- **Extract provided**
----------
Photo courtesy of Monica Dietrich
Argentina-born Monica Dietrich overheard a mother pig’s conversation with her piglets when she was eight. She thought nothing was out of the ordinary until she told others. “I thought everyone does this,” she recalled.

As a child she learned to be cautious about what she heard, saw or received in what she describes as telepathic conversations with animals. “As a little girl I did not understand what was happening. I was so ashamed of what I had, of being different. What was I supposed to do with all this information?” she asked.

Dietrich later decided this was a calling and the path she needed to pursue professionally. “I came to understand that my primary purpose was to translate [animal communication to their human companions]. It’s up to us, the ones who do understand, to let others know that there are other feeling creatures [who don’t happen to be human],” she said in an interview.

Humans have forgotten the telepathic powers they have had since before development of speech, Dietrich believes. She noted that some, even today, such as Australian aboriginals, telepathically.
----------
- **Data shown**

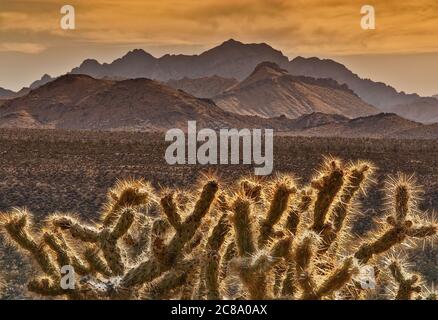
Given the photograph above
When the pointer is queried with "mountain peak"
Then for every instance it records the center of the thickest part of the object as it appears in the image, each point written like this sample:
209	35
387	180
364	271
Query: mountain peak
231	42
269	66
137	54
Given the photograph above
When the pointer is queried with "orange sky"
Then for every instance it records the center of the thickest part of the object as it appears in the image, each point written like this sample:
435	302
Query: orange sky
31	41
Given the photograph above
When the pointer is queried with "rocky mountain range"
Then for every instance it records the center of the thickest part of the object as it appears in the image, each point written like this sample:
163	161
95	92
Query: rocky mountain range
234	59
82	102
252	83
205	87
271	91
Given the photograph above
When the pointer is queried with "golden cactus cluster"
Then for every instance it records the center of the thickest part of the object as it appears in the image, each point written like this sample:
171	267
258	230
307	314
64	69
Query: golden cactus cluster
255	239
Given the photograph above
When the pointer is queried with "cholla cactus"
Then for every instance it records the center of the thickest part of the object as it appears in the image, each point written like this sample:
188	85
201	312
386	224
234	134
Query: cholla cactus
256	240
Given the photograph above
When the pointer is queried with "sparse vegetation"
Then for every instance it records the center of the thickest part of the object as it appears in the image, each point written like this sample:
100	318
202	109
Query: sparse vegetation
253	239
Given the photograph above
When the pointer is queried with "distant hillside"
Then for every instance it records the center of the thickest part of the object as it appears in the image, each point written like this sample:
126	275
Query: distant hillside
206	87
234	59
82	102
270	91
375	126
424	110
231	59
422	132
6	93
378	94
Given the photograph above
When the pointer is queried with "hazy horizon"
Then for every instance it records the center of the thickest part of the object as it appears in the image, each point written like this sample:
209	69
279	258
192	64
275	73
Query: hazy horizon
402	51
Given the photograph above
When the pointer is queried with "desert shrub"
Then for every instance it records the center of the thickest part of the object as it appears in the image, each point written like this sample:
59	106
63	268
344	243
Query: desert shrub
257	239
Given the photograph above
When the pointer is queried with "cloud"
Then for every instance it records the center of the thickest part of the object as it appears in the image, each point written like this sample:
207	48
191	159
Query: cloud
23	47
299	26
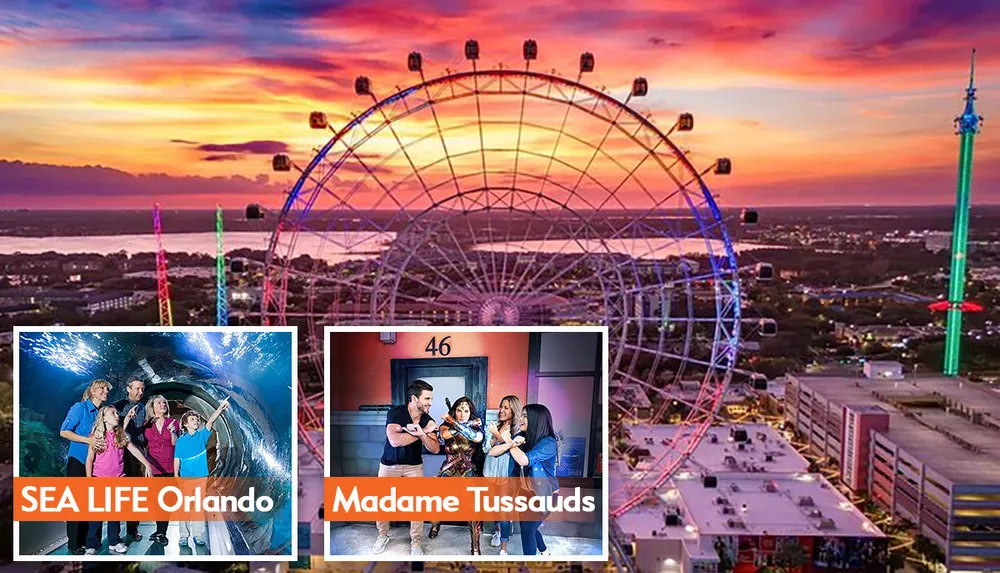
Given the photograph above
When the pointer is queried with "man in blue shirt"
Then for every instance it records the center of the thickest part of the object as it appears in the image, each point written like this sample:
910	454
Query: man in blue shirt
191	461
133	468
76	428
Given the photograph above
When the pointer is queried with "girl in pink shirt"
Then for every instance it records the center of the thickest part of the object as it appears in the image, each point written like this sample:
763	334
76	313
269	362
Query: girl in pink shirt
161	433
106	459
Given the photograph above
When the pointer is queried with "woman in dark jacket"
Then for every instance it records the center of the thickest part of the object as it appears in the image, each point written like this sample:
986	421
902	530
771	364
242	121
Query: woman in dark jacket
534	456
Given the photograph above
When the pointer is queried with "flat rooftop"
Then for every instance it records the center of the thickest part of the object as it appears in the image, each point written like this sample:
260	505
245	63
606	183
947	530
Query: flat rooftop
974	396
779	512
974	457
716	454
939	429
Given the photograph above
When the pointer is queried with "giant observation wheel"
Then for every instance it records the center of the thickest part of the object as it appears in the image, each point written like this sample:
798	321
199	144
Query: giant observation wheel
509	196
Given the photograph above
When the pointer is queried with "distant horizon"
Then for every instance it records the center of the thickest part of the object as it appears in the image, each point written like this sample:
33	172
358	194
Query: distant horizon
723	207
111	106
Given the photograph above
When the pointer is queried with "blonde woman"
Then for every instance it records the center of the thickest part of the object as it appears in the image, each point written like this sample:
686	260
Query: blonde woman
498	458
106	458
76	428
161	433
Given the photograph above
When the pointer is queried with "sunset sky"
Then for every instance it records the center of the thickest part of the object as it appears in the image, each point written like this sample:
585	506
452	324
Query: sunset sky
834	102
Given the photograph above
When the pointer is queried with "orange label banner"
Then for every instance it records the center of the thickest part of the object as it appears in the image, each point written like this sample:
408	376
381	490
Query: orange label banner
141	499
454	499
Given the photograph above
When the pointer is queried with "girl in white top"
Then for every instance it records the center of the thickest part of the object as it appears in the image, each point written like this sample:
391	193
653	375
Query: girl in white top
498	458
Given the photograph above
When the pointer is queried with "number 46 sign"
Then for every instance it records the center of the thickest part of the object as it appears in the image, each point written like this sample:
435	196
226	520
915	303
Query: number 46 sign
434	347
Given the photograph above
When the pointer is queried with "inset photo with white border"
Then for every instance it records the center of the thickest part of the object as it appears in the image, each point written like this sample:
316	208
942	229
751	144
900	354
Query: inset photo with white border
173	402
487	379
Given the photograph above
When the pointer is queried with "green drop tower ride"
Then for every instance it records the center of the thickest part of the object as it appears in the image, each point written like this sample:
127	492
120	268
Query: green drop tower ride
967	126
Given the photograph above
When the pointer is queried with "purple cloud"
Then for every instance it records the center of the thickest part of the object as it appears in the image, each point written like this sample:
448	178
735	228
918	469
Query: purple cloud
257	147
42	182
221	157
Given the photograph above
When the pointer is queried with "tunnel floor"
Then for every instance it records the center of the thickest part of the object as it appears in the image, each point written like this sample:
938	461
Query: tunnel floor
357	539
147	547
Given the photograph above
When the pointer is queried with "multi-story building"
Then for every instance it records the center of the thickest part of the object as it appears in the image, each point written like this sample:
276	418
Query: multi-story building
926	449
739	501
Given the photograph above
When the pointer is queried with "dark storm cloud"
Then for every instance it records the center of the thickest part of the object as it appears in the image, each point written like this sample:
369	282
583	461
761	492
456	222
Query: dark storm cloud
298	63
258	147
39	180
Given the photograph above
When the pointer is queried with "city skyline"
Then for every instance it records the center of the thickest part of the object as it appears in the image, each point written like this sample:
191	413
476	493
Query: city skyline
848	103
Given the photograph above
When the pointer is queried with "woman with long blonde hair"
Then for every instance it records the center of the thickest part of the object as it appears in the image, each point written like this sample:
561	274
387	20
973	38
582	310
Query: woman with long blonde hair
76	429
498	459
161	433
106	458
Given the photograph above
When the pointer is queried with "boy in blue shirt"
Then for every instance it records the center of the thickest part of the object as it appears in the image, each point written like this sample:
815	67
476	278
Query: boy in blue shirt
191	461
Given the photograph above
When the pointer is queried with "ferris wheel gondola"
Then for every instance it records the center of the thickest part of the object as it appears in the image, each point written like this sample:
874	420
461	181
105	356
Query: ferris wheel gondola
511	196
----------
- **Required work**
• a. Reproduce the passage about Monica Dietrich in full, word for word.
• b. Show each line of the entries that contains the word "sunset", treating the match as case-sensitive.
The entries bear no relation to the passage about Monica Dietrich.

- **Task-by-task outputs**
• a.
Photo courtesy of Monica Dietrich
Argentina-born Monica Dietrich overheard a mother pig’s conversation with her piglets when she was eight. She thought nothing was out of the ordinary until she told others. “I thought everyone does this,” she recalled.

As a child she learned to be cautious about what she heard, saw or received in what she describes as telepathic conversations with animals. “As a little girl I did not understand what was happening. I was so ashamed of what I had, of being different. What was I supposed to do with all this information?” she asked.

Dietrich later decided this was a calling and the path she needed to pursue professionally. “I came to understand that my primary purpose was to translate [animal communication to their human companions]. It’s up to us, the ones who do understand, to let others know that there are other feeling creatures [who don’t happen to be human],” she said in an interview.

Humans have forgotten the telepathic powers they have had since before development of speech, Dietrich believes. She noted that some, even today, such as Australian aboriginals, telepathically.

• b.
When the pointer is queried with "sunset sky"
Query: sunset sky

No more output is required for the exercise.